[Opening PAGE EXTRACT section]

Bentonville, Arkansas, Mayor Stephanie Orman, left, presents the Carnegie Medal to Craig Hinton, the husband of posthumously awarded Carnegie Hero Tawny Hinton, during an Aug. 27 city council meeting.
Tawny Hinton was awarded the medal in March 2024 after she attempted to rescue a young boy from drowning in Bentonville on Aug. 29, 2022. Both Hinton and the boy drowned in the accident.
Two 11-year-old boys were playing near a retention pond when one of them slipped into the water and was pulled through a concrete drainage pipe. The boy’s brother entered the water and reached out to grasp him before the current caused him to lose his footing. He returned to the bank and ran for help. Hinton, 47, was with the boys’ mother at their apartment when the brother told them what happened.
Hinton and the mother ran to the pond and entered the water. Hinton swam in murky water to a fast-moving area near the pipe entrance close to where the boy was last seen. She then submerged to search for the boy before she, ultimately, did not resurface. The mother of the boys attempted to reach Hinton, but was forced to exit the pond due to the strength of the current. Emergency personnel located the boy in a drainage ditch about 500 yards away. He was taken to the hospital, where he was later pronounced dead from drowning. Hinton was located unresponsive 50 feet away from the pond in a storm drain beneath a manhole. She was taken to a hospital, but never regained consciousness before life support was withdrawn five days later. Hinton died of cardiac arrest and complications from drowning.
Although the family has since returned to Craig Hinton’s home country of Canada, they traveled back to Bentonville for the ceremony.
“She’s the type of person who would help anybody,” Craig said in a Sept. 5, 2022, report on the accident.
At the presentation, he was met with a standing ovation from council members and attendees.

[Closing PAGE EXTRACT section]

REQUIRED TASKS:
A - In the article about Tawny Hinton, where was the boy who slipped into the water eventually found?
B - From the article about Tawny Hinton, reproduce the stretch from "Bentonville, Arkansas, Mayor" through "them what happened.".

[Opening INFORMATION section]

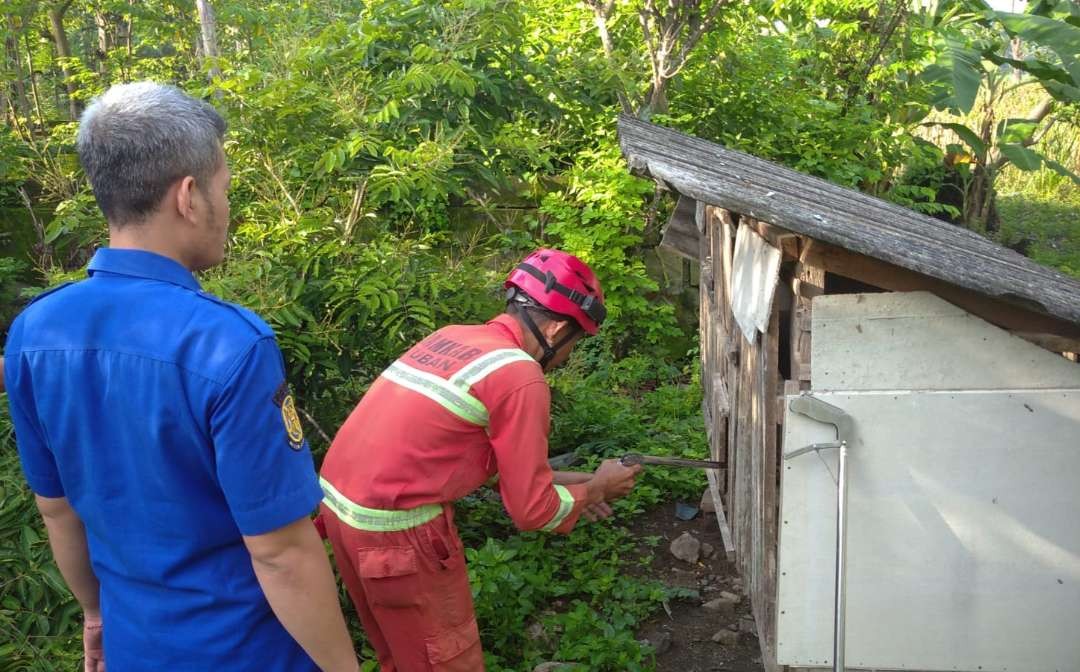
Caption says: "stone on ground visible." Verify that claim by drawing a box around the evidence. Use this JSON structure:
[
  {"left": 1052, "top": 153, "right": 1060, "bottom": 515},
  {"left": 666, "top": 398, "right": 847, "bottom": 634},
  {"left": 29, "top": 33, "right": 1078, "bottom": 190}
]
[{"left": 671, "top": 532, "right": 701, "bottom": 563}]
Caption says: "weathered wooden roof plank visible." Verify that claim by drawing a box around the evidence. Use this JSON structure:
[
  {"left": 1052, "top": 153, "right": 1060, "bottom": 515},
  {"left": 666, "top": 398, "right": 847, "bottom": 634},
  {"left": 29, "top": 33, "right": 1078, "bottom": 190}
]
[{"left": 619, "top": 117, "right": 1080, "bottom": 324}]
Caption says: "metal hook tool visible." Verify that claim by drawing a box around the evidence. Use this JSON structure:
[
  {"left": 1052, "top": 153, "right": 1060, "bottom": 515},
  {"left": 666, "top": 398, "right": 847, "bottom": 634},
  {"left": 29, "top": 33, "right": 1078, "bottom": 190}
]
[{"left": 784, "top": 392, "right": 854, "bottom": 672}]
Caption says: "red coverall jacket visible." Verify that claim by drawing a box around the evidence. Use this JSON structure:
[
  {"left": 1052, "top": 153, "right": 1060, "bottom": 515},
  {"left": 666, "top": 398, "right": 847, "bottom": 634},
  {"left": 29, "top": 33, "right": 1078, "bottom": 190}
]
[{"left": 322, "top": 314, "right": 586, "bottom": 533}]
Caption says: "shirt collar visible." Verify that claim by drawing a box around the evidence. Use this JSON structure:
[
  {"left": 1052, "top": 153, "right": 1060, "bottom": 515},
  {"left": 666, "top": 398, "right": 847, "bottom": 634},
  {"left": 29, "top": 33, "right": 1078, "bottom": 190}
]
[
  {"left": 487, "top": 313, "right": 525, "bottom": 348},
  {"left": 86, "top": 247, "right": 201, "bottom": 292}
]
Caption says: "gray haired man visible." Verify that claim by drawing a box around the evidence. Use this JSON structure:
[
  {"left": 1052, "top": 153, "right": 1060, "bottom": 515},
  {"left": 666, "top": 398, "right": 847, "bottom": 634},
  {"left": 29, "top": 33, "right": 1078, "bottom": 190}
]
[{"left": 3, "top": 82, "right": 359, "bottom": 672}]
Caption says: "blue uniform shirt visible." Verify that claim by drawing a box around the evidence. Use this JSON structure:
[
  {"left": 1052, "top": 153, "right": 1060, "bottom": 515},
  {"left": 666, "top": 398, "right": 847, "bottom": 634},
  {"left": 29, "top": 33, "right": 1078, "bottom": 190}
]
[{"left": 4, "top": 250, "right": 322, "bottom": 672}]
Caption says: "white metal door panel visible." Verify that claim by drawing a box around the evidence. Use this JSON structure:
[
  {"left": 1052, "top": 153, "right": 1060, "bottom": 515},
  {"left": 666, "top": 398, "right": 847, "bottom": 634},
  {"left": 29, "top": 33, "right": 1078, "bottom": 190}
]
[
  {"left": 777, "top": 390, "right": 1080, "bottom": 672},
  {"left": 810, "top": 292, "right": 1080, "bottom": 391}
]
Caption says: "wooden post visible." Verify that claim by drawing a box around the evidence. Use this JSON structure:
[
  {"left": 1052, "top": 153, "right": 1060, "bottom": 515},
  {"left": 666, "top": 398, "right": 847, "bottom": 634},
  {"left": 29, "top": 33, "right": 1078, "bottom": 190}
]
[{"left": 791, "top": 238, "right": 825, "bottom": 390}]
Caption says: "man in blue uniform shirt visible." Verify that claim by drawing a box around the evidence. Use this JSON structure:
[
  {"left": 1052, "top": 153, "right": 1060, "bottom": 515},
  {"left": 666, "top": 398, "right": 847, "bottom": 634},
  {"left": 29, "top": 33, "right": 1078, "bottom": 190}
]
[{"left": 3, "top": 82, "right": 359, "bottom": 672}]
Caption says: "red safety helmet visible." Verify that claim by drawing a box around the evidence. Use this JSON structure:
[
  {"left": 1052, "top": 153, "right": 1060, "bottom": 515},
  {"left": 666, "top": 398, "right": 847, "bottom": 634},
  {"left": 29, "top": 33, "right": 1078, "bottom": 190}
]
[{"left": 502, "top": 250, "right": 607, "bottom": 335}]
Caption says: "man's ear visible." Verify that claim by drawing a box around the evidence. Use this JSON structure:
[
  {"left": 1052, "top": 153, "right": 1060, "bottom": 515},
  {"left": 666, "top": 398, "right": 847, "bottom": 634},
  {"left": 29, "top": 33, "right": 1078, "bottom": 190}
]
[{"left": 176, "top": 175, "right": 198, "bottom": 221}]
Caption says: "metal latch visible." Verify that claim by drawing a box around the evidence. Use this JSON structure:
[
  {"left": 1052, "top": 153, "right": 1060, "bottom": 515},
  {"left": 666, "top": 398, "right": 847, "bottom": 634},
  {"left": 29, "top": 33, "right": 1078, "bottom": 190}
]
[{"left": 784, "top": 392, "right": 854, "bottom": 672}]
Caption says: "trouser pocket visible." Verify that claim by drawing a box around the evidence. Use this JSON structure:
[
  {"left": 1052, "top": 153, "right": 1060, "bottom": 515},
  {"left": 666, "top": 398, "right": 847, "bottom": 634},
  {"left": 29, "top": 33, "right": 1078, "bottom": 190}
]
[
  {"left": 424, "top": 618, "right": 484, "bottom": 672},
  {"left": 356, "top": 546, "right": 420, "bottom": 608}
]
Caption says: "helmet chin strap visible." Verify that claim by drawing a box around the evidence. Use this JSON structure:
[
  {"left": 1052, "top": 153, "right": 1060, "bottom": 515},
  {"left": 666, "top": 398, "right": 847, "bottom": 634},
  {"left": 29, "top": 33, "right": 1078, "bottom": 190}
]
[{"left": 518, "top": 306, "right": 578, "bottom": 371}]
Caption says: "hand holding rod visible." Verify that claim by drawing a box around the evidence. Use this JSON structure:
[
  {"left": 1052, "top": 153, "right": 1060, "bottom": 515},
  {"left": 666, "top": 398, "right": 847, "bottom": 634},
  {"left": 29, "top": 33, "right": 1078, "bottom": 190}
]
[{"left": 619, "top": 453, "right": 724, "bottom": 469}]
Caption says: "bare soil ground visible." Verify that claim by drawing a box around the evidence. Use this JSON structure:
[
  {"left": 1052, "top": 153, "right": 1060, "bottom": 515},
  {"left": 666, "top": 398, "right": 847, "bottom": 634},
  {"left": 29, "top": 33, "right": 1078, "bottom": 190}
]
[{"left": 631, "top": 501, "right": 762, "bottom": 672}]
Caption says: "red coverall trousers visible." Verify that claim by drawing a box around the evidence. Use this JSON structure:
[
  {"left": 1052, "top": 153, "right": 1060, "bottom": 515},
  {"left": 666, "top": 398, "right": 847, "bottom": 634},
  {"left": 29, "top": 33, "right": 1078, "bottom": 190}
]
[{"left": 321, "top": 503, "right": 484, "bottom": 672}]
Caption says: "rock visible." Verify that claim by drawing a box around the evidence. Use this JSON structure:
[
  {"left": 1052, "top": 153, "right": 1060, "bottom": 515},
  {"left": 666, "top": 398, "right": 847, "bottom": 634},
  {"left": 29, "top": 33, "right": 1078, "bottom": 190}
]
[
  {"left": 675, "top": 501, "right": 699, "bottom": 521},
  {"left": 701, "top": 595, "right": 739, "bottom": 614},
  {"left": 671, "top": 532, "right": 701, "bottom": 563},
  {"left": 712, "top": 630, "right": 739, "bottom": 646},
  {"left": 698, "top": 487, "right": 716, "bottom": 513},
  {"left": 652, "top": 632, "right": 672, "bottom": 656}
]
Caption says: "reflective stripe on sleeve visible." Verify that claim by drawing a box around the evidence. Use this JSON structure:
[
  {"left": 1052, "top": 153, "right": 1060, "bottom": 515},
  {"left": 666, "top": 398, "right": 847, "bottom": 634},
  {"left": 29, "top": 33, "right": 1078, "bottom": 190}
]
[
  {"left": 382, "top": 362, "right": 487, "bottom": 427},
  {"left": 382, "top": 348, "right": 536, "bottom": 427},
  {"left": 450, "top": 348, "right": 536, "bottom": 389},
  {"left": 542, "top": 485, "right": 573, "bottom": 532}
]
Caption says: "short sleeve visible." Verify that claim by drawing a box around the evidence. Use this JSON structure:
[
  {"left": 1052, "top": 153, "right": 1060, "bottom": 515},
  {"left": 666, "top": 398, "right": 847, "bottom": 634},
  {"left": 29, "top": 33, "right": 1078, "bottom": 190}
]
[
  {"left": 211, "top": 338, "right": 322, "bottom": 536},
  {"left": 3, "top": 322, "right": 64, "bottom": 497}
]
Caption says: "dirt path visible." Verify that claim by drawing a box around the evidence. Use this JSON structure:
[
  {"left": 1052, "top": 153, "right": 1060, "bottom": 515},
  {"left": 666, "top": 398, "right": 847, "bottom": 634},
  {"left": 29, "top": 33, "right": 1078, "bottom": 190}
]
[{"left": 631, "top": 502, "right": 762, "bottom": 672}]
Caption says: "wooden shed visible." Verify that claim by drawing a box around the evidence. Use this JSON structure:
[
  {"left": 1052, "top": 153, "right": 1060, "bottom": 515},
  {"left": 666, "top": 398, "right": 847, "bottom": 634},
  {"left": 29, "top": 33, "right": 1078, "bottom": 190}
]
[{"left": 619, "top": 117, "right": 1080, "bottom": 672}]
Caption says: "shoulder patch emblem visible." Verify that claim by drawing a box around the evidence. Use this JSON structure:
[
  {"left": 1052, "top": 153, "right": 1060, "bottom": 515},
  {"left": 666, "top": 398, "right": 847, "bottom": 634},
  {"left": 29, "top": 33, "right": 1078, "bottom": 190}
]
[{"left": 273, "top": 382, "right": 303, "bottom": 451}]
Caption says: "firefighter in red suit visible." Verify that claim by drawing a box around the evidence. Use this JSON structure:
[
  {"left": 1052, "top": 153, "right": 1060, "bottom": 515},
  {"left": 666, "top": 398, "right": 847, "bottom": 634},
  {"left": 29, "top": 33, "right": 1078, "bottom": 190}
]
[{"left": 321, "top": 250, "right": 640, "bottom": 672}]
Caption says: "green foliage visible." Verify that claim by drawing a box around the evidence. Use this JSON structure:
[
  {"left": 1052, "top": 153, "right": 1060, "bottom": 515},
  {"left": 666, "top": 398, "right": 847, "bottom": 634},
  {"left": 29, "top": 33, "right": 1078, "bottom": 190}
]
[
  {"left": 540, "top": 138, "right": 678, "bottom": 348},
  {"left": 0, "top": 401, "right": 82, "bottom": 672}
]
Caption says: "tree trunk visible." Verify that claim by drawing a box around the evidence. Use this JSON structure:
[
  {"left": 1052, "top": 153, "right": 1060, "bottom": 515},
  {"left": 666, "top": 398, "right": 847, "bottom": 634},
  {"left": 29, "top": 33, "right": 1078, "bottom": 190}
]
[
  {"left": 195, "top": 0, "right": 221, "bottom": 81},
  {"left": 23, "top": 33, "right": 49, "bottom": 133},
  {"left": 49, "top": 0, "right": 82, "bottom": 121},
  {"left": 4, "top": 22, "right": 33, "bottom": 126},
  {"left": 94, "top": 12, "right": 112, "bottom": 76}
]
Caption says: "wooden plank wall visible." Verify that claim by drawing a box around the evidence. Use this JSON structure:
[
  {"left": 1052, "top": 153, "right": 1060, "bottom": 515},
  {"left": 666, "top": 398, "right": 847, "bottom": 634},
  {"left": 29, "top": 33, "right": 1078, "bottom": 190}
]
[{"left": 700, "top": 206, "right": 781, "bottom": 672}]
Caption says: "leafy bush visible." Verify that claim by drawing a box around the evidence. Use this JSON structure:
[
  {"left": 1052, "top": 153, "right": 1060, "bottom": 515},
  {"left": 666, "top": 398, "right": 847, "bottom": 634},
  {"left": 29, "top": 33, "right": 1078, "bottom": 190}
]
[{"left": 0, "top": 401, "right": 82, "bottom": 672}]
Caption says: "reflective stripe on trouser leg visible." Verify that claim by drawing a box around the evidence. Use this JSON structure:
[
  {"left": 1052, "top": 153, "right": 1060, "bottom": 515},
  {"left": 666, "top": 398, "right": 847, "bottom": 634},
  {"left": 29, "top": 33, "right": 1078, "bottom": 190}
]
[{"left": 324, "top": 507, "right": 484, "bottom": 672}]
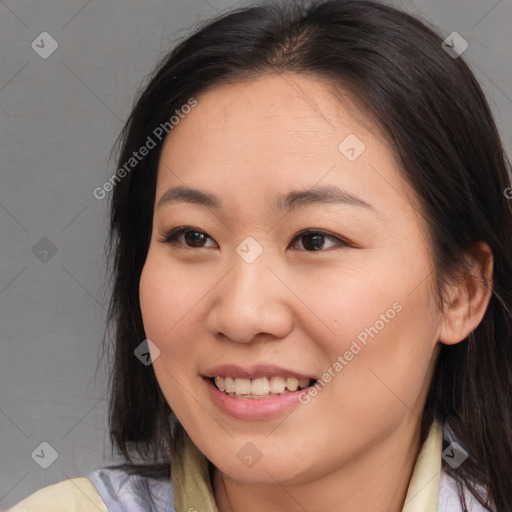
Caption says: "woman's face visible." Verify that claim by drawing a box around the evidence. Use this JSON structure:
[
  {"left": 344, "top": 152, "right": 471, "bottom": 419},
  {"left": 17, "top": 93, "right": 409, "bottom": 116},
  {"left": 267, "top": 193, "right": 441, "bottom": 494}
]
[{"left": 140, "top": 74, "right": 442, "bottom": 483}]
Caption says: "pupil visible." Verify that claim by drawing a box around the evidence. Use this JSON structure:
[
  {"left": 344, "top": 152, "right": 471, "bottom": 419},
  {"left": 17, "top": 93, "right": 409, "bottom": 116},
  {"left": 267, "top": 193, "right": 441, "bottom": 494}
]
[
  {"left": 185, "top": 231, "right": 204, "bottom": 247},
  {"left": 303, "top": 235, "right": 324, "bottom": 251}
]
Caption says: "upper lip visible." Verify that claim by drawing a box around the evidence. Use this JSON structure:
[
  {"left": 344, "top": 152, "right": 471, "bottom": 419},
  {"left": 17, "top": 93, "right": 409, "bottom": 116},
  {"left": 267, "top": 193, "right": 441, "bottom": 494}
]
[{"left": 203, "top": 364, "right": 317, "bottom": 380}]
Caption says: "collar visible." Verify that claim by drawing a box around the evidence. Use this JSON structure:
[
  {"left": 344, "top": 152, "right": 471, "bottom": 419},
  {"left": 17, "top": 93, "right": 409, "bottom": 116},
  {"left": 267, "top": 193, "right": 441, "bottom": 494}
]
[{"left": 171, "top": 421, "right": 443, "bottom": 512}]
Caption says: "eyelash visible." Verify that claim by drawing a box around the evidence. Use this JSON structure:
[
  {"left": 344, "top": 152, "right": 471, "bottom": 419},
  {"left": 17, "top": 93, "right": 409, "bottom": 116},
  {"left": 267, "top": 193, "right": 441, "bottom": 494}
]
[{"left": 159, "top": 226, "right": 352, "bottom": 252}]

[Closing INFORMATION section]

ANSWER SET:
A - Emergency personnel found him in a drainage ditch about 500 yards away.

B -
Bentonville, Arkansas, Mayor Stephanie Orman, left, presents the Carnegie Medal to Craig Hinton, the husband of posthumously awarded Carnegie Hero Tawny Hinton, during an Aug. 27 city council meeting.
Tawny Hinton was awarded the medal in March 2024 after she attempted to rescue a young boy from drowning in Bentonville on Aug. 29, 2022. Both Hinton and the boy drowned in the accident.
Two 11-year-old boys were playing near a retention pond when one of them slipped into the water and was pulled through a concrete drainage pipe. The boy’s brother entered the water and reached out to grasp him before the current caused him to lose his footing. He returned to the bank and ran for help. Hinton, 47, was with the boys’ mother at their apartment when the brother told them what happened.